What you have to do: Pictures do not belong in the copy, so please give every entry below again exactly.

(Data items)
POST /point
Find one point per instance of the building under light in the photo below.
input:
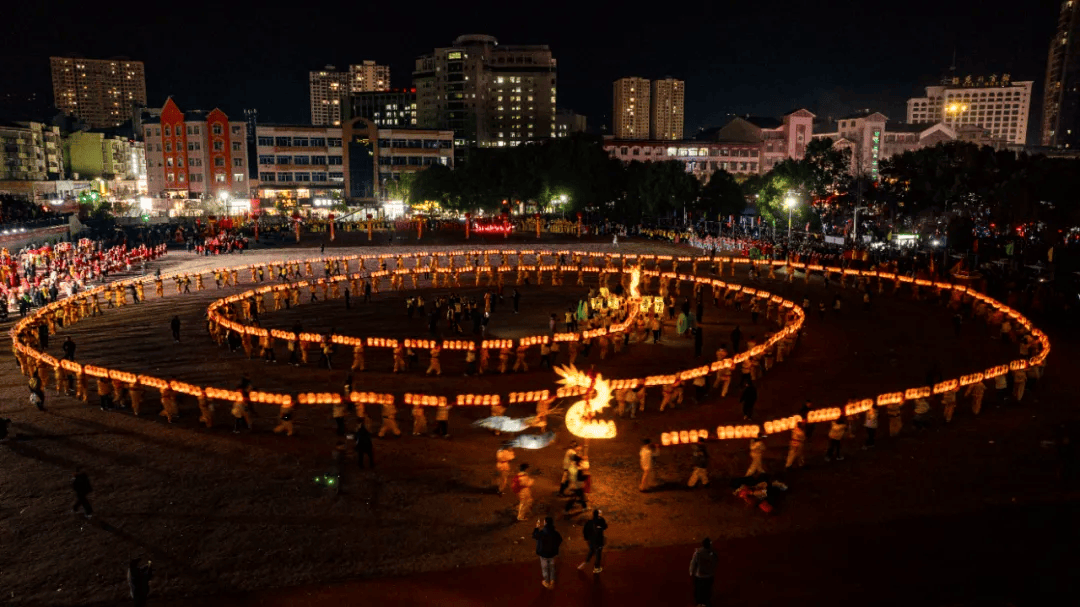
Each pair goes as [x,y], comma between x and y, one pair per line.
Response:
[104,93]
[355,163]
[196,154]
[329,89]
[996,104]
[1061,106]
[489,94]
[666,116]
[630,111]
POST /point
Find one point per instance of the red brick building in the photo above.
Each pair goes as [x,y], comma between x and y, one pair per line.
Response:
[196,154]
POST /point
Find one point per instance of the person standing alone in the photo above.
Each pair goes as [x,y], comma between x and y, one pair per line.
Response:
[703,571]
[594,536]
[81,485]
[548,542]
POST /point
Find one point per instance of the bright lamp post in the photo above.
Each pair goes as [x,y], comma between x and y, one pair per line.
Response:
[790,202]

Full answer:
POST /point
Find one point per instance of the building under light in the photo below.
input:
Each pair goes as [x,y], comma between x and y, one pair per line.
Response:
[104,93]
[355,163]
[196,154]
[329,89]
[996,104]
[1061,106]
[489,94]
[666,116]
[630,111]
POST /point
Find one point per instance of the red brick building in the photo above.
Each pair goes as [x,y], comma between x and y, one pair per line.
Response:
[196,154]
POST /point
Find one point per instance of the person standing alone in the photo above.
Each pair goes as [x,y], comma between x and y, one pair per line.
Response:
[703,571]
[594,536]
[81,485]
[548,542]
POST /point
Find one point per instance of the bright lamp post in the photo above.
Each pair goes as [x,y], comma between x and y, one pair per line.
Response:
[790,202]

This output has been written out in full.